### 抜粋
アレルギー治療薬の代表であるステロイド剤

ステロイド剤は、アトピー性皮膚炎などの重いアレルギー性症状に対して強い効果を発揮することができる治療薬です。
アトピー性皮膚炎にかぎらず花粉症や喘息、アナフィラキシーショックといったさまざまな症状に対して処方をされるということからわかるように、薬品としての効果は大変高いものとされています。

しかしその一方で「ステロイド剤がかえって症状を悪化させている」といった批判を受けることも珍しくありません。
特に深刻な症状に悩むアトピー性皮膚炎の患者さんからは「塗っても体質は改善しないどころか、肌質が悪くなっているように感じる」といった悩みも聞かれてきます。

確かに強い作用のあるステロイド剤においては、その使用により副作用が見られることもあります。
ですが副作用が出るからといってその薬の持つ効能まで全て否定してしまうということもまた、病気の治療をしていく上では誤った考え方です。

大切なのはステロイド剤そのものを否定するのではなく、まずどういった作用のある薬品であるかということを理解しその上で正しく使っていくことができるようになるということです。

ステロイド剤にもいろいろな種類があります

まず最初に知っておいてもらいたいのが、「ステロイド剤」として処方される薬品は一つだけでなく、たくさんの種類によって構成されているということです。

最も有名なのはアトピー性皮膚炎に対しての軟膏ですが、花粉症のために処方される場合には点鼻薬となりますし、喘息や潰瘍性大腸炎の場合には内服薬として処方を受けます。

また蜂に刺されてしまった場合などに起こるアナフィラキシーショックでは注射や点滴を使用しますし、痔疾患には座薬が使用されます。

### やるべきこと
ステロイド剤についての文章の続きを、最後の文の後から書くこと。 項目はこの作業には一切関係しない。

### 参考資料

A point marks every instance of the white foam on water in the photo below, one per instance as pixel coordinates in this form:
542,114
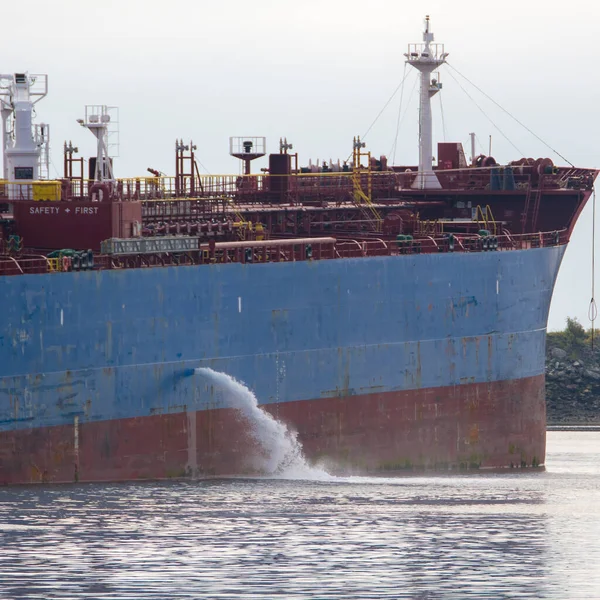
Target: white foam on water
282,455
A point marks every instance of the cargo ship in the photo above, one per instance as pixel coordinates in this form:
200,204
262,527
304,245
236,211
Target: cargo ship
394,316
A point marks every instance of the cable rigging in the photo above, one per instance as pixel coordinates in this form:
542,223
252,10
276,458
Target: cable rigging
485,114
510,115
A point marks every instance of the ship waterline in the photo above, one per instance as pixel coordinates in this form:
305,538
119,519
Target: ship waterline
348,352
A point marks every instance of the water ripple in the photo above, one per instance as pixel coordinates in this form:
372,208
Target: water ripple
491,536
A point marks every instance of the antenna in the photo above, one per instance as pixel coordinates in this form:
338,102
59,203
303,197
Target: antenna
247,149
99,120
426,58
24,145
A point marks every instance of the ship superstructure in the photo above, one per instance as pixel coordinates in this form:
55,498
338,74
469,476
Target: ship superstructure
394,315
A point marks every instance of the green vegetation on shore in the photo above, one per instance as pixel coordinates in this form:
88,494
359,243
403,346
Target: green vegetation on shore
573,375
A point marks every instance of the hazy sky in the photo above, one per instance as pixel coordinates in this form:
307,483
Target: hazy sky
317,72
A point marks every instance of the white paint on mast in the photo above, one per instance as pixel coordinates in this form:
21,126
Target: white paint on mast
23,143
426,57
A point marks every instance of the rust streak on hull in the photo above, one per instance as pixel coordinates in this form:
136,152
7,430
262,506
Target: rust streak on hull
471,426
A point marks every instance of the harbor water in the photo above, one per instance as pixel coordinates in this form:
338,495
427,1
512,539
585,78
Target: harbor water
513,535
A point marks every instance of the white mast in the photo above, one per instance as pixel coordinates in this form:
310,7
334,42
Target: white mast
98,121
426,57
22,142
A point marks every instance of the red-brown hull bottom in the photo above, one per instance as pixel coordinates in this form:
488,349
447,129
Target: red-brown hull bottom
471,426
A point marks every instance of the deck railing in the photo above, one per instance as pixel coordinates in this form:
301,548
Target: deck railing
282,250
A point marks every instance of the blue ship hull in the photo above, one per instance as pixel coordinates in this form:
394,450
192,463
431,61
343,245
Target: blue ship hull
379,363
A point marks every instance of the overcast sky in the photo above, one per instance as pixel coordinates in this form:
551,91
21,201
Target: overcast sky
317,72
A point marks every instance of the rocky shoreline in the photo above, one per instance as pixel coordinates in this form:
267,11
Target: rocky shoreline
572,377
...
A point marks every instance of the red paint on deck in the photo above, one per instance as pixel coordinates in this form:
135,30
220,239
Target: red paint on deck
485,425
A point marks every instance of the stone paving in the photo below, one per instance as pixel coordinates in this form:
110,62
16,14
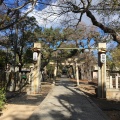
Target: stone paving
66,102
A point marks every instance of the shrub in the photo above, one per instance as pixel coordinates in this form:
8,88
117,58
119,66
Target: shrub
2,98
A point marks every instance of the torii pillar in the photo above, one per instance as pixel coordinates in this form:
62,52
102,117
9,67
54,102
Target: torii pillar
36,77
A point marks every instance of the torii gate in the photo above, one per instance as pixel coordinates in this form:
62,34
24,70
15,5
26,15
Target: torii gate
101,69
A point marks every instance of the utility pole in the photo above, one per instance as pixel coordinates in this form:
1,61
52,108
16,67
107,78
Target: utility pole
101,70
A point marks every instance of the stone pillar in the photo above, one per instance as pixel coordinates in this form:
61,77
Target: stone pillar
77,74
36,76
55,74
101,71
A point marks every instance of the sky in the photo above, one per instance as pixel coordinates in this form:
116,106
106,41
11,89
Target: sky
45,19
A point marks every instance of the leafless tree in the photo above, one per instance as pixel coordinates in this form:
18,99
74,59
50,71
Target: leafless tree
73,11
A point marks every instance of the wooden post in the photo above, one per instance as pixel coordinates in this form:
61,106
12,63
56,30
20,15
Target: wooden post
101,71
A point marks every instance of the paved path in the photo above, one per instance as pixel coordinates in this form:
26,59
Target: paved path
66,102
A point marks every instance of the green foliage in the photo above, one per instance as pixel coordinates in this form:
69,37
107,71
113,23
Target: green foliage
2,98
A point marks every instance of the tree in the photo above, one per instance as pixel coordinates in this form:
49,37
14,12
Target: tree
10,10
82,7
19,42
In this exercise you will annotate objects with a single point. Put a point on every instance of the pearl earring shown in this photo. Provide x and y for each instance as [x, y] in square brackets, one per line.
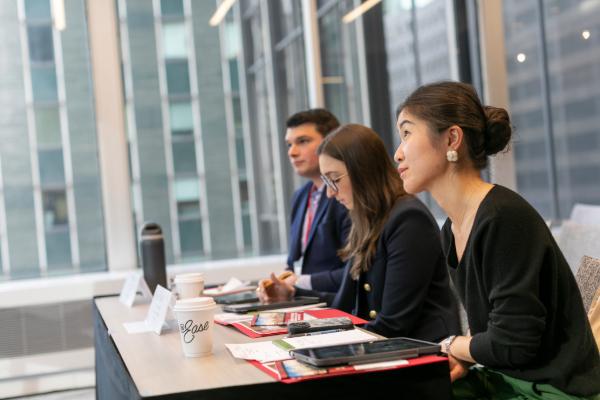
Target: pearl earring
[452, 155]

### 課題の解答
ステロイド剤を処方する目的は「抗炎症作用」と「免疫抑制作用」であり、特に体の内外で炎症が起こったときに直接患部に届けることで絶大な効果を発揮します。

人の体で炎症が起こると、腫れや発熱、むくみ、痛みやかゆみが生じますので、そこにステロイド剤をつけることにより症状を緩和し体の不快症状をおさえてくれます。

同時に「免疫抑制作用」を持っていることから、炎症をもたらしたもとになっているアレルギー反応のもとを働かないようにしてくれます。
この免疫抑制作用は花粉症のように体内の免疫作用が誤った動きをしているときにはとても有効なのですが、症状にっよっては体内の正常な免疫反応もおさえてしまうこともあります。

これがステロイド剤による副作用と、かえって悪化したかのように感じられてしまう最大の原因となります。
重度のアトピー性皮膚炎では、かなり大量の軟膏を体に塗布していくことになるので、それがもとで正常な免疫作用が抑えられてしまい、風邪を引きやすくなったり別の症状が出やすくなることもあります。